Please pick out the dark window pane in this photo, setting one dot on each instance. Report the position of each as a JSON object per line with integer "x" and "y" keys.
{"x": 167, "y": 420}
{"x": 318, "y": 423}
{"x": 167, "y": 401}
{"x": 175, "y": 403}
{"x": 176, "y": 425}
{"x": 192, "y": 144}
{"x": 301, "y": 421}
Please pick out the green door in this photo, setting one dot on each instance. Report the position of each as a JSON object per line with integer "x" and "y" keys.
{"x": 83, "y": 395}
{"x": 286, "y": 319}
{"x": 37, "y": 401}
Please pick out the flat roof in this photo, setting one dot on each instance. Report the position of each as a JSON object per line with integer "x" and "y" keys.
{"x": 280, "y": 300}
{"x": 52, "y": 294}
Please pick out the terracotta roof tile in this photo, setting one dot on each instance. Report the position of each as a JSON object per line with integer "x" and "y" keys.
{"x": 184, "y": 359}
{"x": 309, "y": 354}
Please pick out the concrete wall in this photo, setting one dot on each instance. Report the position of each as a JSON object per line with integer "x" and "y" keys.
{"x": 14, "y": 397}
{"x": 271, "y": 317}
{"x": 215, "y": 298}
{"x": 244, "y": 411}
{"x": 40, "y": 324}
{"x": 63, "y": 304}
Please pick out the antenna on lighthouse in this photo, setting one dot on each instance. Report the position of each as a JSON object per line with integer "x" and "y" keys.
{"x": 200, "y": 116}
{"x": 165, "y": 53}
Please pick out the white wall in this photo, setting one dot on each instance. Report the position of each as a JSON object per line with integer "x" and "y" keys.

• • •

SET PROBLEM: Transcribe every entry exactly.

ANSWER TO THIS PROBLEM:
Please pick out the dark window pane in this photo, setting one dot on each instance. Report the position of each as a JSON object per line with integer "x" and "y" keys.
{"x": 167, "y": 420}
{"x": 318, "y": 423}
{"x": 167, "y": 401}
{"x": 175, "y": 403}
{"x": 176, "y": 425}
{"x": 192, "y": 144}
{"x": 301, "y": 421}
Please pick out the green door in this photo, setting one dot on each instance. Report the position of each as a JSON object per line with integer "x" and "y" keys.
{"x": 83, "y": 395}
{"x": 286, "y": 319}
{"x": 37, "y": 401}
Please pick out the flat roof in this photo, setting one dot on each instance. Report the position of each as a JSON object per line with integer "x" and "y" keys.
{"x": 280, "y": 300}
{"x": 52, "y": 294}
Please pick out the terracotta roof tile in this photo, setting one dot on each instance. Report the position of each as a JSON object per line with integer "x" and "y" keys.
{"x": 184, "y": 359}
{"x": 309, "y": 354}
Please pick out the concrete wall in this photo, setting one dot on each instance. Report the position of each as a JSON object per line with integer "x" and "y" keys.
{"x": 14, "y": 397}
{"x": 271, "y": 317}
{"x": 215, "y": 298}
{"x": 244, "y": 411}
{"x": 40, "y": 324}
{"x": 63, "y": 304}
Please pick out the antenna on lighthouse in this photo, setting one dot on each instance. Report the position of each as a JSON object per line with integer "x" and "y" keys.
{"x": 200, "y": 116}
{"x": 165, "y": 53}
Please pick out the white wall in this photo, setting one dot on each instance. Report the position of each as a JSON object per line with integer "x" and "y" keys.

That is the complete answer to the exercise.